## Task details
Output each of the lines below unchanged, from the first to the last.

Data entries
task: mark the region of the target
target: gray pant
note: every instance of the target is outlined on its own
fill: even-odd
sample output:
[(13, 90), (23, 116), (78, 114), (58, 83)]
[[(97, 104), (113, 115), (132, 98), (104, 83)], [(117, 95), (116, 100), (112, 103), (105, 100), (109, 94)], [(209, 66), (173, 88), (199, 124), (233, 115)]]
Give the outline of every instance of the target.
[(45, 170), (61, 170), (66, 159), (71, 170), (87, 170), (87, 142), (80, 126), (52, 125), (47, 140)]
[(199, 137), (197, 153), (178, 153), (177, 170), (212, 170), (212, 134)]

## Written response
task: mark the region of the target
target: gray pant
note: every instance of the target is outlined on its own
fill: even-odd
sample output:
[(13, 90), (23, 116), (78, 114), (58, 83)]
[[(97, 104), (113, 115), (132, 98), (104, 83)], [(117, 95), (116, 100), (112, 103), (105, 100), (109, 94)], [(209, 66), (173, 88), (199, 124), (233, 115)]]
Give the outline of every instance of the target.
[(45, 170), (61, 170), (66, 159), (71, 170), (87, 170), (87, 142), (80, 126), (52, 125), (47, 140)]
[(199, 137), (197, 153), (178, 153), (177, 170), (212, 170), (212, 134)]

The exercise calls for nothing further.